課題指示:
a – 本文抜粋によると、筆者の家では洗濯機と物干しが離れているため、洗濯物をいったん何に入れますか。
b – 下記の記録のすべてを、依頼1件につき1行とする2列のCSVとして整えてください。列名は「依頼」と「回答」とし、依頼文とその回答をそれぞれ引用符で囲んだ1つのフィールドに収め、改行は空白に置き換えてください。画像は含めないでください。

┌─ 本文抜粋

マイグレーションを実現するために - 第 1 回 : 既存システムのマイグレーションはなぜ必要 ?

2020-10-01
ビジネス x クラウド

佐藤 伸広

はじめまして、エンタープライズ・トランスフォーメーション・アーキテクトの佐藤伸広です。ソリューションアーキテクトの中でも主にクラウド移行の上流工程をご支援させて頂いております。

さて、みなさんも在宅勤務やいろいろな理由で生活様式が大きく変わってきていると思いますが、私も以前に比べて家事を担当することが多くなってきます。そんな中、私が担当している洗濯において特に思うのは、洗濯とは「段取りが重要」ということです。我が家は洗濯機と物干しが離れているため一旦洗濯物をカゴに入れるのですが、その際に干す順番を考えながら洗濯物をカゴに入れないと、実際に干すときに、タオルはこっち、T シャツはハンガーに掛けて、パジャマはハンガーに掛けつつズボンはこっちにかけて、とあっちこっちに手を伸ばすことになります。なので、カゴに入れる際に干すときのことを考えて、ハンガーを使うもの、洗濯物干しを使うもの、ベランダに直接干すもの等々、干すときのことを考えてカテゴリー分けをしてカゴに入れないと効率がものすごく悪い、ということの重要性を身にしみて感じている今日このごろです。

同じ様に「段取り」は既存システムのクラウド移行においてもとても重要です。これから3回にわたり私が担当している既存システムのクラウド移行=マイグレーションについてお話をしたいと思います。この記事を読まれているデベロッパーの方の中にはあまりマイグレーションに関連していない方もいらっしゃるかもしれませんが、洗濯同様マイグレーションも段取りを最初に考えておくことがとても重要、ということがお伝えできればと思います。

└─
┌─ 提供記録

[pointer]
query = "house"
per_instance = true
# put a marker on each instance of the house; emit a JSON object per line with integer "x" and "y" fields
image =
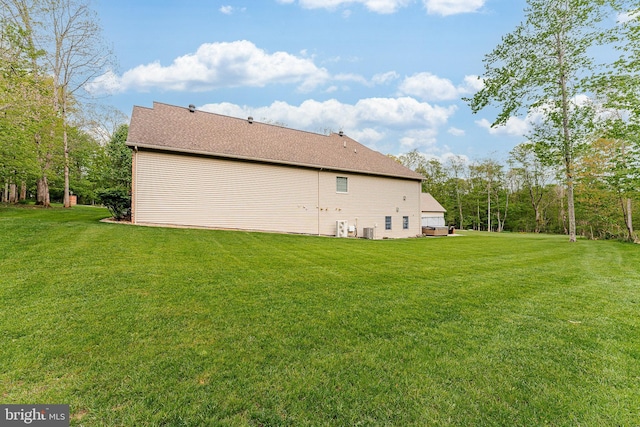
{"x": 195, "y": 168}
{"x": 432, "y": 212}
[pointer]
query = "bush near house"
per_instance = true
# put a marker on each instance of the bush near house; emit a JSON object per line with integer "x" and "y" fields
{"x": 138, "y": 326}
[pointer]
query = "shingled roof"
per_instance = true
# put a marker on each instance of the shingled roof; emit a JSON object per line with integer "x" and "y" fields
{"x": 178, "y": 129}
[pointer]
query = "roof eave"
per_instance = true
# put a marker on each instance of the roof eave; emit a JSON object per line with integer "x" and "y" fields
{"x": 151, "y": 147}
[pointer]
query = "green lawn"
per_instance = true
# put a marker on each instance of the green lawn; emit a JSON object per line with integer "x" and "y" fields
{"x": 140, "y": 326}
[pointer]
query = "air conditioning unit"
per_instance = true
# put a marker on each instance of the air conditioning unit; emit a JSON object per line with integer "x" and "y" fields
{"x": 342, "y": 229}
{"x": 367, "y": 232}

└─

解答一覧:
a – カゴです。

b –
依頼,回答
"[pointer] query = ""house"" per_instance = true # put a marker on each instance of the house; emit a JSON object per line with integer ""x"" and ""y"" fields image =","{""x"": 195, ""y"": 168} {""x"": 432, ""y"": 212}"
"[pointer] query = ""bush near house"" per_instance = true # put a marker on each instance of the bush near house; emit a JSON object per line with integer ""x"" and ""y"" fields","{""x"": 138, ""y"": 326}"
"[pointer] query = ""shingled roof"" per_instance = true # put a marker on each instance of the shingled roof; emit a JSON object per line with integer ""x"" and ""y"" fields","{""x"": 178, ""y"": 129}"
"[pointer] query = ""roof eave"" per_instance = true # put a marker on each instance of the roof eave; emit a JSON object per line with integer ""x"" and ""y"" fields","{""x"": 151, ""y"": 147}"
"[pointer] query = ""green lawn"" per_instance = true # put a marker on each instance of the green lawn; emit a JSON object per line with integer ""x"" and ""y"" fields","{""x"": 140, ""y"": 326}"
"[pointer] query = ""air conditioning unit"" per_instance = true # put a marker on each instance of the air conditioning unit; emit a JSON object per line with integer ""x"" and ""y"" fields","{""x"": 342, ""y"": 229} {""x"": 367, ""y"": 232}"